▶ [TASK GOAL]
What is needed is an exact repeat of the lines from the line containing "formatted as [308,84]." through the final line of the entries below, and nothing else.
EXERCISE MATERIALS section start
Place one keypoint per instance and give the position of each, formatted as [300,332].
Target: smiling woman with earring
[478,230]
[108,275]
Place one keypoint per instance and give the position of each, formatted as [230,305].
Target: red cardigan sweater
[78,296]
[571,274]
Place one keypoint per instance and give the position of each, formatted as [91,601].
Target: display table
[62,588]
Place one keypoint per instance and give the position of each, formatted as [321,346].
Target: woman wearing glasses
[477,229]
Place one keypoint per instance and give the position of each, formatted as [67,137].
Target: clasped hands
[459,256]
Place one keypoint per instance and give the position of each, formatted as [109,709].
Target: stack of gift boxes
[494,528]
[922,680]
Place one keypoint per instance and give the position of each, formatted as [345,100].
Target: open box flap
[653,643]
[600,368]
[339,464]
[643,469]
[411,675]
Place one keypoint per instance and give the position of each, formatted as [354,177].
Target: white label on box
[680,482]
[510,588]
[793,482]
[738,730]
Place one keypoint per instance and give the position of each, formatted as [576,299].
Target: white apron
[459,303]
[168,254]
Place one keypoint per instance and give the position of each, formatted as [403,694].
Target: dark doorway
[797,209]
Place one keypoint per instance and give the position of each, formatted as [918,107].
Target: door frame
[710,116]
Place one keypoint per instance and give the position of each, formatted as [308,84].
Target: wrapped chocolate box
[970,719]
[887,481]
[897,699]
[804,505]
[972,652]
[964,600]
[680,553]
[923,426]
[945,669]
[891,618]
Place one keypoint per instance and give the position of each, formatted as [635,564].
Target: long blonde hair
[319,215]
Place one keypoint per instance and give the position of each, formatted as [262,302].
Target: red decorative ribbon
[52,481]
EXERCISE MATERIALS section end
▶ [OUTPUT]
Place one keypoint per instance and give the position of each, formatted as [308,84].
Target: wrapped chocolate box
[970,719]
[887,481]
[897,699]
[804,505]
[972,652]
[964,600]
[680,553]
[923,426]
[945,669]
[891,618]
Place one keypoint per instance and give the position of each, formatted as [635,564].
Target: long blonde hair
[319,215]
Place one keypoint per instance and give the position of each, formatted as [262,302].
Target: red decorative ribbon
[52,481]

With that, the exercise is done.